Aim of the task
In the rows below, give the lines from the one containing "of the overhead" to the one containing "<point>367,428</point>", both included, as a JSON list of strings, one string per line, with blank lines left out.

* BEGIN Data for the task *

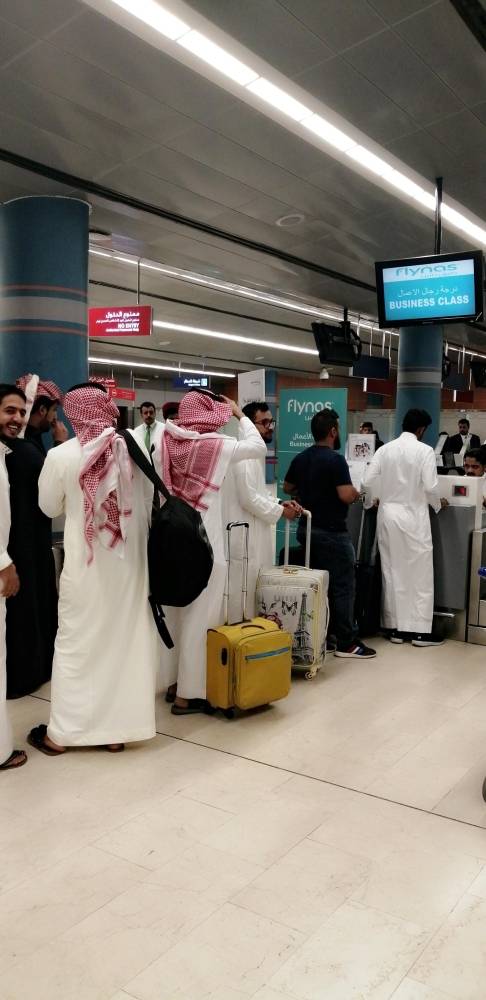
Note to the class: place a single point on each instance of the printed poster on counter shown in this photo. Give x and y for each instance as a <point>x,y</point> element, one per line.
<point>251,387</point>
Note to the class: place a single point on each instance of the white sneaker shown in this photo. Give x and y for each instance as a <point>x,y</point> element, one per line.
<point>426,639</point>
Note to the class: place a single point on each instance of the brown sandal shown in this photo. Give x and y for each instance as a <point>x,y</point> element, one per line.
<point>17,759</point>
<point>36,739</point>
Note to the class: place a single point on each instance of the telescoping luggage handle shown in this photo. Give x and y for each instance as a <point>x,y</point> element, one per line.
<point>244,589</point>
<point>308,527</point>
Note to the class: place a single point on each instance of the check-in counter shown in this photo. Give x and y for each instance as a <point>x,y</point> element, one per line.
<point>453,530</point>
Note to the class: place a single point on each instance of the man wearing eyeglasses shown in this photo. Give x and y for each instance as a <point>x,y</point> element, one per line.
<point>247,499</point>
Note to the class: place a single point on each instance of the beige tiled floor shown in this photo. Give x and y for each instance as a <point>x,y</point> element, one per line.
<point>331,847</point>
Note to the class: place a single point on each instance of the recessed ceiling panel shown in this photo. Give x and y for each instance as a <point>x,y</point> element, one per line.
<point>442,39</point>
<point>40,17</point>
<point>267,28</point>
<point>61,73</point>
<point>341,87</point>
<point>13,41</point>
<point>187,173</point>
<point>394,67</point>
<point>102,43</point>
<point>35,106</point>
<point>340,23</point>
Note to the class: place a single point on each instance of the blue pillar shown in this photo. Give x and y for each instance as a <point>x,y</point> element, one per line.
<point>44,289</point>
<point>419,375</point>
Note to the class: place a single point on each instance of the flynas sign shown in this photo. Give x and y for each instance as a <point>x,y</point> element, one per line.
<point>435,290</point>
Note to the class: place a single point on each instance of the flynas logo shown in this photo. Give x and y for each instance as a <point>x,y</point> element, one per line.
<point>294,406</point>
<point>425,270</point>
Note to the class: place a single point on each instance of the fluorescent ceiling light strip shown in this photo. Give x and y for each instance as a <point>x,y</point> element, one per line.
<point>279,99</point>
<point>250,293</point>
<point>201,332</point>
<point>204,48</point>
<point>462,223</point>
<point>164,368</point>
<point>319,126</point>
<point>157,17</point>
<point>217,57</point>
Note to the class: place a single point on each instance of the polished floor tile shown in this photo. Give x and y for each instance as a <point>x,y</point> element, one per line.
<point>330,847</point>
<point>357,952</point>
<point>232,948</point>
<point>455,959</point>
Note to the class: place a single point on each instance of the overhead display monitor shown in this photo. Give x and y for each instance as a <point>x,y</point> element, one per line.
<point>442,288</point>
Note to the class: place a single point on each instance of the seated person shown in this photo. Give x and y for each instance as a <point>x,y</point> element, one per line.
<point>475,465</point>
<point>367,428</point>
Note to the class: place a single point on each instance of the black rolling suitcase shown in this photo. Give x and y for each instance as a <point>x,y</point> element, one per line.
<point>367,605</point>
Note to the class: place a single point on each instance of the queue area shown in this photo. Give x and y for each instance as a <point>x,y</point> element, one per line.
<point>273,201</point>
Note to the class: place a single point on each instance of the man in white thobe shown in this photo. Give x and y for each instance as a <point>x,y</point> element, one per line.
<point>12,418</point>
<point>107,646</point>
<point>247,499</point>
<point>403,477</point>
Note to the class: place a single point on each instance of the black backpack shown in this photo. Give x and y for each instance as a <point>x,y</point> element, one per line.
<point>180,556</point>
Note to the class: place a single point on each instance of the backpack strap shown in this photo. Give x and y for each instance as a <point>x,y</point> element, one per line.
<point>137,456</point>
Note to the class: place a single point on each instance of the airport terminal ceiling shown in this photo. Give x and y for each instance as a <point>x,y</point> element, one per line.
<point>84,97</point>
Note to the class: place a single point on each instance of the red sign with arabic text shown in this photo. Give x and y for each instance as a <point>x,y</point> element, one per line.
<point>108,383</point>
<point>121,321</point>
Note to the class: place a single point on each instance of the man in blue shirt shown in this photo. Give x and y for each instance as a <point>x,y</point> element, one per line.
<point>319,478</point>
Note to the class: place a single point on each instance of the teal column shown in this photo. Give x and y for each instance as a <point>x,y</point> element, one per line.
<point>420,375</point>
<point>44,289</point>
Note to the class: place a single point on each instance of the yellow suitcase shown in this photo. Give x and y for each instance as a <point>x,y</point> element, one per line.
<point>248,664</point>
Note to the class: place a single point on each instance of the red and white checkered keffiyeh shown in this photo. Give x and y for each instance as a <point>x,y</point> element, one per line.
<point>191,450</point>
<point>106,472</point>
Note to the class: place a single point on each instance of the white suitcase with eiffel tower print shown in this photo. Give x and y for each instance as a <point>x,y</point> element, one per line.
<point>295,597</point>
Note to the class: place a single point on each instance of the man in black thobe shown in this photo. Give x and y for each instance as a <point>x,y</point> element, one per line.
<point>32,614</point>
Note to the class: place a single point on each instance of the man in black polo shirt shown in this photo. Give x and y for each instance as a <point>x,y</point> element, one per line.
<point>320,478</point>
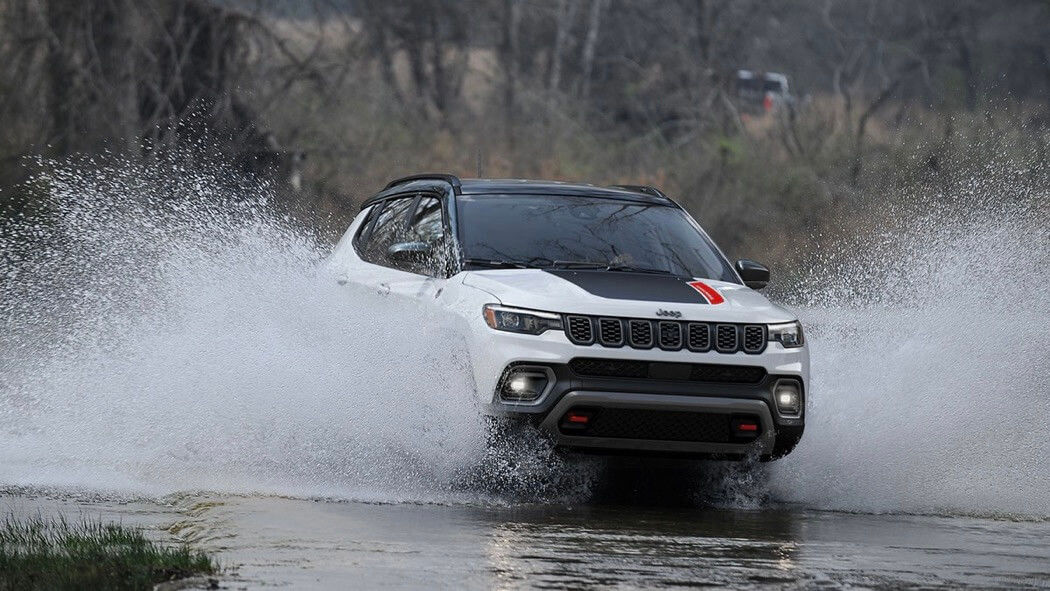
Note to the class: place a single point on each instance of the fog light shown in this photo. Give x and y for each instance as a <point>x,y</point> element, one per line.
<point>789,398</point>
<point>524,384</point>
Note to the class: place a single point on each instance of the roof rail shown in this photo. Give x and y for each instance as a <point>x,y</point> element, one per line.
<point>647,189</point>
<point>450,178</point>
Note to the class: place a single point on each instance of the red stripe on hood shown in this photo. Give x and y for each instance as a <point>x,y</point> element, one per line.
<point>708,292</point>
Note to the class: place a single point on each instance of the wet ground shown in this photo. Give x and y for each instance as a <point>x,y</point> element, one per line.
<point>269,542</point>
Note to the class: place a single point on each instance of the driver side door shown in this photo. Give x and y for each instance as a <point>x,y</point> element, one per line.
<point>404,248</point>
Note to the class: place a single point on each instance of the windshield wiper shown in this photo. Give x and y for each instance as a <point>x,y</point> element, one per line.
<point>632,269</point>
<point>496,264</point>
<point>579,265</point>
<point>533,262</point>
<point>590,265</point>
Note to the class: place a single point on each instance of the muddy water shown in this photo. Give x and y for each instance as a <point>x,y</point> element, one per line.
<point>158,340</point>
<point>268,542</point>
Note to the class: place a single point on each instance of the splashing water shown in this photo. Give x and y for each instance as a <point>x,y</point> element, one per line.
<point>929,351</point>
<point>167,335</point>
<point>168,332</point>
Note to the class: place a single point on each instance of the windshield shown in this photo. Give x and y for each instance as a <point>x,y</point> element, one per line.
<point>585,233</point>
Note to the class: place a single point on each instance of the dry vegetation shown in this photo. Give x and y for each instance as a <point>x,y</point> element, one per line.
<point>330,99</point>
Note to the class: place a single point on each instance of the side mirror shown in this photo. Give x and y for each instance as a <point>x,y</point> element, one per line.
<point>408,252</point>
<point>754,274</point>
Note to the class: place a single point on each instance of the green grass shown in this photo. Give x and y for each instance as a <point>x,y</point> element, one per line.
<point>54,553</point>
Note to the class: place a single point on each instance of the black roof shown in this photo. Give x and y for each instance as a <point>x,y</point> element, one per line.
<point>521,187</point>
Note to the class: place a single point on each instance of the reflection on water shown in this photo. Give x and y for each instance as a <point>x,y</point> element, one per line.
<point>318,544</point>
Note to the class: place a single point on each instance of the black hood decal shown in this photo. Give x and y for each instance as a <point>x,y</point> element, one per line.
<point>644,287</point>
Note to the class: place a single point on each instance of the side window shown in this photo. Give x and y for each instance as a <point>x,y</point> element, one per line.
<point>390,228</point>
<point>428,227</point>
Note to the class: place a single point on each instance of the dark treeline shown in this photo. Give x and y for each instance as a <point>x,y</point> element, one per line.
<point>329,99</point>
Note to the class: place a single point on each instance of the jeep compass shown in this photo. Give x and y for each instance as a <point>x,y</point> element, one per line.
<point>605,316</point>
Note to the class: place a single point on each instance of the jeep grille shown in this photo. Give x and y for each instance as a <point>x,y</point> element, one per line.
<point>669,335</point>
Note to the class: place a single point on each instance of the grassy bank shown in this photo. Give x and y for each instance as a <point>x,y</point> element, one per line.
<point>46,553</point>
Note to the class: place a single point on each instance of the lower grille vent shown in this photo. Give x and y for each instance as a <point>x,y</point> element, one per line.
<point>662,425</point>
<point>710,373</point>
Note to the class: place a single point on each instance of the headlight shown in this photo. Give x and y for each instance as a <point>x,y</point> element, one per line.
<point>518,320</point>
<point>789,334</point>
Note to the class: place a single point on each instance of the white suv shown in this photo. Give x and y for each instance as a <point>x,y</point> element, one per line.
<point>603,315</point>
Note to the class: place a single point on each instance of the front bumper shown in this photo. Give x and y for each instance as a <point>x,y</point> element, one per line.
<point>496,351</point>
<point>602,401</point>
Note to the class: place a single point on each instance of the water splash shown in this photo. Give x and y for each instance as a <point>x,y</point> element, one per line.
<point>169,332</point>
<point>165,330</point>
<point>929,341</point>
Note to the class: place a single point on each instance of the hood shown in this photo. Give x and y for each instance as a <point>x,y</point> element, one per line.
<point>635,295</point>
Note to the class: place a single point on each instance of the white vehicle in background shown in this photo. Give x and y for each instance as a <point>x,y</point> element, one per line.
<point>603,315</point>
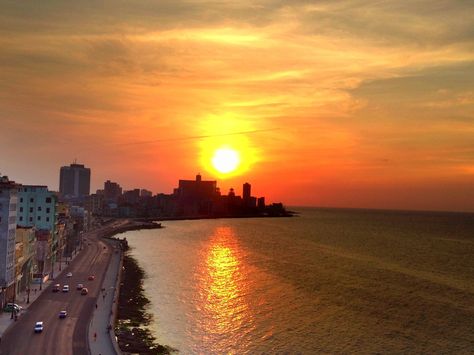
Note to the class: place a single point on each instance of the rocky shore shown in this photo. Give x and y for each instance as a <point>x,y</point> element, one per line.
<point>132,317</point>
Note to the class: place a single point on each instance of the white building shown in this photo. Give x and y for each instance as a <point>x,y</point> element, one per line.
<point>8,220</point>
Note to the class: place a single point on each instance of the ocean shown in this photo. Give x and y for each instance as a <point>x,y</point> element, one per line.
<point>327,281</point>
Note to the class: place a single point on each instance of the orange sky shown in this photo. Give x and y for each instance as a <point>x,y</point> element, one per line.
<point>329,103</point>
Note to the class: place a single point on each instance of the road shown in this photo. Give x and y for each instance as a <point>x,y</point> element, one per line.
<point>69,335</point>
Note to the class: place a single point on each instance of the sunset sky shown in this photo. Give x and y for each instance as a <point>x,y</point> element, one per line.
<point>327,103</point>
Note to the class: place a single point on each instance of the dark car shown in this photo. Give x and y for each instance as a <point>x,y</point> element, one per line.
<point>38,327</point>
<point>9,306</point>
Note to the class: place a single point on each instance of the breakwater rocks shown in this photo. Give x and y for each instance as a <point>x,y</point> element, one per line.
<point>132,317</point>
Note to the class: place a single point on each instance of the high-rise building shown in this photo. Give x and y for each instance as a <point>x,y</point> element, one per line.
<point>8,207</point>
<point>246,191</point>
<point>112,191</point>
<point>36,207</point>
<point>74,181</point>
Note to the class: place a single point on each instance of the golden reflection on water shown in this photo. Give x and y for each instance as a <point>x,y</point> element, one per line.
<point>222,289</point>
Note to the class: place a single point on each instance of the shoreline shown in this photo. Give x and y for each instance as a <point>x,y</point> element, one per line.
<point>132,318</point>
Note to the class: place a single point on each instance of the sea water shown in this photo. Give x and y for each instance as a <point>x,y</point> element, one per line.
<point>327,281</point>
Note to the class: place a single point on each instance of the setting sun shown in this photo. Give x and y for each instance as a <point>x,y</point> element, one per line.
<point>225,160</point>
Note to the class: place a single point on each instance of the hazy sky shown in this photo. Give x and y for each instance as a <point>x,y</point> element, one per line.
<point>329,103</point>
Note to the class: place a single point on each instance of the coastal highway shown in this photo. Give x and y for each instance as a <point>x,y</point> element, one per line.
<point>68,335</point>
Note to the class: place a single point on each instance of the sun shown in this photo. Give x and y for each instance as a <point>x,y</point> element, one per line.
<point>226,160</point>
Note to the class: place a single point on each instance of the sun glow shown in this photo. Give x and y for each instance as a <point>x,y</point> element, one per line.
<point>226,160</point>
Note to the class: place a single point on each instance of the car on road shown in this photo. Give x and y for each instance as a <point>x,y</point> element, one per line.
<point>9,306</point>
<point>38,327</point>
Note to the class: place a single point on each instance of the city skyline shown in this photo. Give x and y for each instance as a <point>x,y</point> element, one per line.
<point>361,104</point>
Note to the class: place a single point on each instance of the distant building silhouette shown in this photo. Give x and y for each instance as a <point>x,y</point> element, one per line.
<point>195,197</point>
<point>246,191</point>
<point>74,181</point>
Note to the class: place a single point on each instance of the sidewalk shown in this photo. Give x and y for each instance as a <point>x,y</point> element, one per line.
<point>101,340</point>
<point>22,297</point>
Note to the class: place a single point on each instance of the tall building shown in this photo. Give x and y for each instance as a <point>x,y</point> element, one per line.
<point>112,191</point>
<point>37,208</point>
<point>74,181</point>
<point>246,191</point>
<point>8,207</point>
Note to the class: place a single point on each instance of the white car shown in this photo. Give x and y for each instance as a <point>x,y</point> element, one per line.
<point>38,327</point>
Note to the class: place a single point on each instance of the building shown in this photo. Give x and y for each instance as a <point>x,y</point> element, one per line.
<point>8,210</point>
<point>74,182</point>
<point>145,193</point>
<point>112,191</point>
<point>25,248</point>
<point>36,207</point>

* END Data for the task *

Final result
[
  "Note to the class: place a single point on each instance of the overhead display monitor shown in this photo. Give x and y for each instance as a <point>x,y</point> element, one per line.",
  "<point>442,288</point>",
  "Note to the class: place a single point on each instance of the seated person shown in this photo. Give x and y for each instance as a <point>x,y</point> element, one per line.",
  "<point>475,465</point>",
  "<point>367,428</point>"
]